→ **Supplied text**:
● ● ● ● ●

2018-12-27 Thread Avi Gross
There have been several discussions about unexpected behavior when people
write programs within a class definition. Some suggest various ways around
the problem and that is fine although I bet new people will keep
encountering this issue.

 

I have some questions about what people want to do with this kind of
programming and for each use, there may be suggested ways to get things done
and get the right result in a reasonably natural way.

 

I have some overall concerns regarding the aggressive approach taken in
Python toward supporting too many features in what is loosely considered
object-oriented programming to the point where some combinations interact in
mathematically intractable ways resulting in concessions and compromises
such as the one we see.

 

Question 1: Do you want evaluation at class definition time or at run time?

 

Question 2: Do you want the variables available at the class level or at the
instance level?

 

Question 3: Which python variations on syntactic sugar, such as list
comprehensions, get expanded invisibly in ways that make the problem happen
by asking for variables to be found when no longer in the visible range?

 

There may be matters of efficiency some would consider but some of the
examples seen recently seemed almost silly and easy to compute. The people
asking about this issue wanted to define a bunch of CONSTANTS, or things
that might as well be constants, like this:

 

def Foo():

A = ("male", "female", "other")

B = [ kind[0] for kind in A ]# First letters
only

# And so on making more constants like a dictionary mapping
each string to a number or vice versa.

 

All the above can be evaluated at the time the class is defined but
unintuitive scope rules make some operations fail as variables defined in
the scope become unavailable to other things that SEEM to be embedded in the
same scope.

 

So, are these constants being called as Foo.A or are they used after an
instance is created like:

 

Aleph = Foo()

# Use Aleph.A 

 

If they are ONLY to be used within an instance of Foo or invoked from within
there, there may be a fairly simple suggestion. If you already have a
__init__ method, then instantiate the variables there carefully using the
self object to reference those needed.

 

def Foo():

def __init__(self):

# calculate A and B and whatever.

self.A = A

self.B = B

# .

These calculations would not be at declaration time for class Foo but the
results would be created every time an object of class Foo came along. If
Foo is subclassed, it would be wise to make sure the initialization reaches
up to run Foo.__init__ properly too.

 

Within __init__ I presume all the USUAL scoping rules make sense so if
making a B includes using A, it would easily be found there first. Again,
not self.A, just A at that stage. You can create self.A near the end of the
initialization when all calculations needed are complete.

 

Second suggestion, even if what is being made may not be constants. 

 

Create a function either outside the class or defined within. Have it do any
internal calculations you need in which all internal variables can play
nicely with each other. Then let it return all the variables in a tuple like
this:

 

def make_sexual_constants():

A = .

B = .

C = f(A,B)

D = .

def Foo():

(A, B, C, D) = make_sexual_constants():

 

Can we agree that the class Foo now has those 4 variables defined and
available at either the class level or sub-class or instance levels? But the
values are created, again, in a unified safe environment?

 

As noted in section 3, it would be good to know what python features may be
unsafe in this kind of context. I had an unrelated recent discussion where
it was mentioned that some proposed feature changes might not be thread
safe. Valid consideration when that may lead to hard-to-explain anomalies.

● ● ● ● ●

→ **The request**: Decide whether each statement agrees with the post on scope in class definitions, answering yes or no and quoting the words of the post that settle it. 1. Calculations placed in __init__ would run once, when class Foo is declared. 2. If Foo is subclassed, initialization should also run Foo.__init__. 3. The function in the second suggestion has to be defined outside the class.

● ● ● ● ●

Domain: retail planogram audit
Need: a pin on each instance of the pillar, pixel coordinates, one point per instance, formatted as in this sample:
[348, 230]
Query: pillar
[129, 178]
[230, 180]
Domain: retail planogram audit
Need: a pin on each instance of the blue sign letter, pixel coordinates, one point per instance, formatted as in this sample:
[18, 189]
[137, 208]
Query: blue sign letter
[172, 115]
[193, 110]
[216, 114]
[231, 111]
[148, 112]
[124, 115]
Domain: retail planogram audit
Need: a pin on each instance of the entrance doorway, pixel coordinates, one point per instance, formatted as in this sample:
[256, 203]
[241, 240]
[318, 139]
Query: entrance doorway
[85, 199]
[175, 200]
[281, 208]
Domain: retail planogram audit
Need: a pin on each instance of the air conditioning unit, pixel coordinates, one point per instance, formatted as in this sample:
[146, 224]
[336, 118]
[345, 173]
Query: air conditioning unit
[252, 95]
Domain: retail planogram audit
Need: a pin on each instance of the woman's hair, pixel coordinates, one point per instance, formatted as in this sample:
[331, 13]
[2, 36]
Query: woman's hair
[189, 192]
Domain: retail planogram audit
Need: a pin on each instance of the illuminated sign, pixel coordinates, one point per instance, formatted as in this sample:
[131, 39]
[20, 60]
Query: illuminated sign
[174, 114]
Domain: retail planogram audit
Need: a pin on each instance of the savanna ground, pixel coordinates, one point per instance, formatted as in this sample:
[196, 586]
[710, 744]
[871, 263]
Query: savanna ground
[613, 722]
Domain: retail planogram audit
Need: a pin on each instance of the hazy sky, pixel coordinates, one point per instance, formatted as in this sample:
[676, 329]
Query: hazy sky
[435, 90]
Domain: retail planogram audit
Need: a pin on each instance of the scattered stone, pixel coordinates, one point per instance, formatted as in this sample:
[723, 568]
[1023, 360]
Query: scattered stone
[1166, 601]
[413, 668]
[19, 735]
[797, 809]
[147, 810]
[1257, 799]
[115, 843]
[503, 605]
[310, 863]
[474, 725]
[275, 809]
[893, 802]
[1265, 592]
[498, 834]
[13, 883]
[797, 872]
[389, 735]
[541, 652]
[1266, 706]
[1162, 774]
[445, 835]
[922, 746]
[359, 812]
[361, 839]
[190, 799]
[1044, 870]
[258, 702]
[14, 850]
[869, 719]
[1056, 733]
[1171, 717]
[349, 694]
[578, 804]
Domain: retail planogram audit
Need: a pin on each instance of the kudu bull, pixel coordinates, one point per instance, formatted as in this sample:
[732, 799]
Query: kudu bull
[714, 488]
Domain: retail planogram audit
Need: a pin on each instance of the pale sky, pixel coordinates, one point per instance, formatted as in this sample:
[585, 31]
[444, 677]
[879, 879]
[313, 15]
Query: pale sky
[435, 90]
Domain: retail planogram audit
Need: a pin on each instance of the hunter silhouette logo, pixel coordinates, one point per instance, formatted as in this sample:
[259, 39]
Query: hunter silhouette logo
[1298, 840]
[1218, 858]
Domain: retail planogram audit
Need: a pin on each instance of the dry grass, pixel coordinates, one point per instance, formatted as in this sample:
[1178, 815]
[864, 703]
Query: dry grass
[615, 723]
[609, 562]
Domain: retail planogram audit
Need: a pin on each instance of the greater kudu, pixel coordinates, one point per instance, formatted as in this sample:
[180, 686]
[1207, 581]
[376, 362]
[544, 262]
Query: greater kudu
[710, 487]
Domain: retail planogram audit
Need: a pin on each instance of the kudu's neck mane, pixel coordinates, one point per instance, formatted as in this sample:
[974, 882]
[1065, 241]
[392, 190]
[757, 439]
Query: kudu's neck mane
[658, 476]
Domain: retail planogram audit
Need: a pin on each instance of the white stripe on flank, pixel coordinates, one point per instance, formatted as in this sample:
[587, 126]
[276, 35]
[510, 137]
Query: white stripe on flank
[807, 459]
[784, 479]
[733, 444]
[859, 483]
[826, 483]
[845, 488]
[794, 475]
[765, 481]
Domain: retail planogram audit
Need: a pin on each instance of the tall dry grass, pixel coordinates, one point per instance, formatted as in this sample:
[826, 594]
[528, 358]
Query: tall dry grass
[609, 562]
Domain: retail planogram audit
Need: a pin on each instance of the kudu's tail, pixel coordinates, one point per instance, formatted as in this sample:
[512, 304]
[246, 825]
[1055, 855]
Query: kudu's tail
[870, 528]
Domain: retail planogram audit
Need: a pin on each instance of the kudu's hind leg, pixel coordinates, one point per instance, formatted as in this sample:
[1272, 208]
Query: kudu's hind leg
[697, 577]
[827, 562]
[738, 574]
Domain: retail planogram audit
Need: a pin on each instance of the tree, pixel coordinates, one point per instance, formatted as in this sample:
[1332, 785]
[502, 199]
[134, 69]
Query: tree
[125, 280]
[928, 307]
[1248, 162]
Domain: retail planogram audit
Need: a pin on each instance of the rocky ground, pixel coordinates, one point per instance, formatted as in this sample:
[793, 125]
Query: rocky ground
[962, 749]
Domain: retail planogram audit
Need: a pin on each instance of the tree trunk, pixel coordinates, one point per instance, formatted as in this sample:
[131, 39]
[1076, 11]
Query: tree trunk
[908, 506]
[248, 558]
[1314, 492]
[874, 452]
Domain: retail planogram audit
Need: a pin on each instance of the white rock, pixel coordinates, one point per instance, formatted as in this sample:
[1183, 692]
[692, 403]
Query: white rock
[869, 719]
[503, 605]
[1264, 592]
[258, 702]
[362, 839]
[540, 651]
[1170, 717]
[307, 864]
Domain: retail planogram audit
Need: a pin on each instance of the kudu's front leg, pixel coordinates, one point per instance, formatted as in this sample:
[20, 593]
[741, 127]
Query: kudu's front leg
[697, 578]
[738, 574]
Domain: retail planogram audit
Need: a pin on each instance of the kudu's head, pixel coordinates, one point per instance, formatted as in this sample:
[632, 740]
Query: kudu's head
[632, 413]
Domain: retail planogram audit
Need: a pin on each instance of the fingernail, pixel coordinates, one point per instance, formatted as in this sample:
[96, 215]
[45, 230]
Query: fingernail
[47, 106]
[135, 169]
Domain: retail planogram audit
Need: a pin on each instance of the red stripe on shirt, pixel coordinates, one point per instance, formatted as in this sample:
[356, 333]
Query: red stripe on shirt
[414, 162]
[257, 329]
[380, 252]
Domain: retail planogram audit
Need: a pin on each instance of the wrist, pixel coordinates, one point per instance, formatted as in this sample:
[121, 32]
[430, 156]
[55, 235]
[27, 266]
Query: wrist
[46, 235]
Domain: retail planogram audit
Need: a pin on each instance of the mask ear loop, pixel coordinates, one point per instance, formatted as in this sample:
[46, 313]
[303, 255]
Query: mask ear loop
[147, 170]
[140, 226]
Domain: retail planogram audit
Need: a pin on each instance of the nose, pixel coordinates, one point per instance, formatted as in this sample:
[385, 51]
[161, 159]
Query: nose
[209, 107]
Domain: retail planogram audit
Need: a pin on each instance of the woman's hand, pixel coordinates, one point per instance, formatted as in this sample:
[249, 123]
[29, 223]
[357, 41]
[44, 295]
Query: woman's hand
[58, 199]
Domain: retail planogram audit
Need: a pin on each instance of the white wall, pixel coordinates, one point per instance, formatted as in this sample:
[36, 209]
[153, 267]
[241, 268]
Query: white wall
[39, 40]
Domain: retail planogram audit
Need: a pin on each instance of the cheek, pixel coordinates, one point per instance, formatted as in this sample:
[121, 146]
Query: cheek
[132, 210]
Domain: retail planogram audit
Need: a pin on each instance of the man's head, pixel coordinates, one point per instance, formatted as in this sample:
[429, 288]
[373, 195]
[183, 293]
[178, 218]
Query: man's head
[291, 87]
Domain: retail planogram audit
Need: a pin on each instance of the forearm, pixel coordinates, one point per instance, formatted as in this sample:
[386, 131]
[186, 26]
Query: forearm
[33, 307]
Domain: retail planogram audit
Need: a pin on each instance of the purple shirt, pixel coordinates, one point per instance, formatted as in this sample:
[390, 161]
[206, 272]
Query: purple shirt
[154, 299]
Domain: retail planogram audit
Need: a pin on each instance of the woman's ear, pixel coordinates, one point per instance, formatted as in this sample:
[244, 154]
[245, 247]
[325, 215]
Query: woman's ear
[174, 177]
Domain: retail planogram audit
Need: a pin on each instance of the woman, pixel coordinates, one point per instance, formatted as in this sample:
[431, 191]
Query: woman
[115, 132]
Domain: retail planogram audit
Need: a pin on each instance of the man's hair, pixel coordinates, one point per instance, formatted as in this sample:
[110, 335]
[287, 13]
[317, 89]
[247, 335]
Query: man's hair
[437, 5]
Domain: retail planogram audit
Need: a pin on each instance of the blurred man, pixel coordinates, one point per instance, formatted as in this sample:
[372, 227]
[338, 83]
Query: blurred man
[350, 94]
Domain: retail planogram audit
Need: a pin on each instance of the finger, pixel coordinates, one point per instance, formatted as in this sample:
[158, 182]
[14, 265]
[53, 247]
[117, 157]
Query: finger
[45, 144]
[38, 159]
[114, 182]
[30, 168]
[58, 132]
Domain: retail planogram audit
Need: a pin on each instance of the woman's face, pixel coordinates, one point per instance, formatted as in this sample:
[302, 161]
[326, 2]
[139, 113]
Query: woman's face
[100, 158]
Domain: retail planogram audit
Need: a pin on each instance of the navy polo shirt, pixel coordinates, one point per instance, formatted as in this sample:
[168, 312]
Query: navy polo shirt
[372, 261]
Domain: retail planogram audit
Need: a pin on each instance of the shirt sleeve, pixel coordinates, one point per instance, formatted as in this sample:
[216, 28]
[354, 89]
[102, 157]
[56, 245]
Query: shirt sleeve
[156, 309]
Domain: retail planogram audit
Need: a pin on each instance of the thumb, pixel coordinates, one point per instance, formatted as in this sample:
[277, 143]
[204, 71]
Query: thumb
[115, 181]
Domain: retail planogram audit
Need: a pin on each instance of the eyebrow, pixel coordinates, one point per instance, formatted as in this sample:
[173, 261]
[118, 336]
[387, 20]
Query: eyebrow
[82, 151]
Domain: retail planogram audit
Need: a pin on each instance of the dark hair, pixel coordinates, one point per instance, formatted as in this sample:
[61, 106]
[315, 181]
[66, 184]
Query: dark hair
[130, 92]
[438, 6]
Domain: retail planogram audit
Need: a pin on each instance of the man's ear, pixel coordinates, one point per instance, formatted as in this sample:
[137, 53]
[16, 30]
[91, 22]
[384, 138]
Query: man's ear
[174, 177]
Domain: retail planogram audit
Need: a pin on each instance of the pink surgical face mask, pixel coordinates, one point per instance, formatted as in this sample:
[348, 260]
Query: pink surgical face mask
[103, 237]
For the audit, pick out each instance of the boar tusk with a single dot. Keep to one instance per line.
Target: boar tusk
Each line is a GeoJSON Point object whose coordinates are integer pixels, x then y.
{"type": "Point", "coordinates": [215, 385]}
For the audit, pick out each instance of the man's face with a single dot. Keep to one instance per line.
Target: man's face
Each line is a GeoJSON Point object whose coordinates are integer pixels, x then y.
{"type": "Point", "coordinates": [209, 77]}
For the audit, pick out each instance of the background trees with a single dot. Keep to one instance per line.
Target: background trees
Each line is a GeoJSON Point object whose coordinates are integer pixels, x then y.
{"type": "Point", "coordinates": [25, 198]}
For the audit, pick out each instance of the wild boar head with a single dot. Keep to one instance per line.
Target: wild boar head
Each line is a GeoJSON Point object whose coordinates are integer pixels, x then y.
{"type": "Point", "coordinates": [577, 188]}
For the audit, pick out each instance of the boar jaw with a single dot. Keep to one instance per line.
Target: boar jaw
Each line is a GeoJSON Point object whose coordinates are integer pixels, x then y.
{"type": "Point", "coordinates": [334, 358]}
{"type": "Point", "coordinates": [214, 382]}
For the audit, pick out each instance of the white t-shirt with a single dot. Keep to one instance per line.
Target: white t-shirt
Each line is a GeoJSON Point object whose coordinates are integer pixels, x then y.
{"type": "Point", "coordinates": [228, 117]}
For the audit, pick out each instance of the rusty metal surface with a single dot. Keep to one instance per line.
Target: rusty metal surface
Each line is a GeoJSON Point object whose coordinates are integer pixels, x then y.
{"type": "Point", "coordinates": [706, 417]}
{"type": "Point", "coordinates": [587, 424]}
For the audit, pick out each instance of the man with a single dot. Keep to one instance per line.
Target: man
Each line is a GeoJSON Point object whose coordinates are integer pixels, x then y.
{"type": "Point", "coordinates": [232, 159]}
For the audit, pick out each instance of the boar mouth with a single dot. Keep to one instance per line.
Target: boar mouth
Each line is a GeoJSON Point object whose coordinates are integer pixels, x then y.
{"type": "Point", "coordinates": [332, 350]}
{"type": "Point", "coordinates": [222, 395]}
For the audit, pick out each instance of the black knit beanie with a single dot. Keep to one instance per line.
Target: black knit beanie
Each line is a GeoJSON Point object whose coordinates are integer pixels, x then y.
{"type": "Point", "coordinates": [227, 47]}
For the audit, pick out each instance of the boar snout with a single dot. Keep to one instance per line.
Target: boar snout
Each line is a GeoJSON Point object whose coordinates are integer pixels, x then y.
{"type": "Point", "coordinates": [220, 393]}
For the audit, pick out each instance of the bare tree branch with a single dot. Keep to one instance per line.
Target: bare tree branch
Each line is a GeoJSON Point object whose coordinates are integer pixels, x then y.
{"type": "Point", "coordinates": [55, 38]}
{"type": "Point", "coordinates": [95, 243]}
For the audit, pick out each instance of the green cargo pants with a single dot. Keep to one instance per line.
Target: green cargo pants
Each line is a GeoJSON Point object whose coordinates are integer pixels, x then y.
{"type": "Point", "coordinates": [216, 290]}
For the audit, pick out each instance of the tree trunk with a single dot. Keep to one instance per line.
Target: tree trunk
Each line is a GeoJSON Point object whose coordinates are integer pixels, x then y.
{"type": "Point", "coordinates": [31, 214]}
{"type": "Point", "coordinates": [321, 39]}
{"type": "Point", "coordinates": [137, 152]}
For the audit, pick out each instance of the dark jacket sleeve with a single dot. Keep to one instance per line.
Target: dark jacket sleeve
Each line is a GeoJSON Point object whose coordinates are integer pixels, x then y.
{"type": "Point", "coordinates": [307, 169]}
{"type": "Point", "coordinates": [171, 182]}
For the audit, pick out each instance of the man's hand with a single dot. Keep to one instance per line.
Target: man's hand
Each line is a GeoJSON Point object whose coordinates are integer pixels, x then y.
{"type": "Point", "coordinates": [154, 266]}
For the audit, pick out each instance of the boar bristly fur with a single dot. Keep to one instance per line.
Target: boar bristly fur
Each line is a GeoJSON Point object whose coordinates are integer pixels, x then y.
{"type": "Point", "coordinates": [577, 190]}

● ● ● ● ●

→ **Written solution**:
1. No: "These calculations would not be at declaration time for class Foo but the results would be created every time an object of class Foo came along."
2. Yes: "If Foo is subclassed, it would be wise to make sure the initialization reaches up to run Foo.__init__ properly too."
3. No: "Create a function either outside the class or defined within."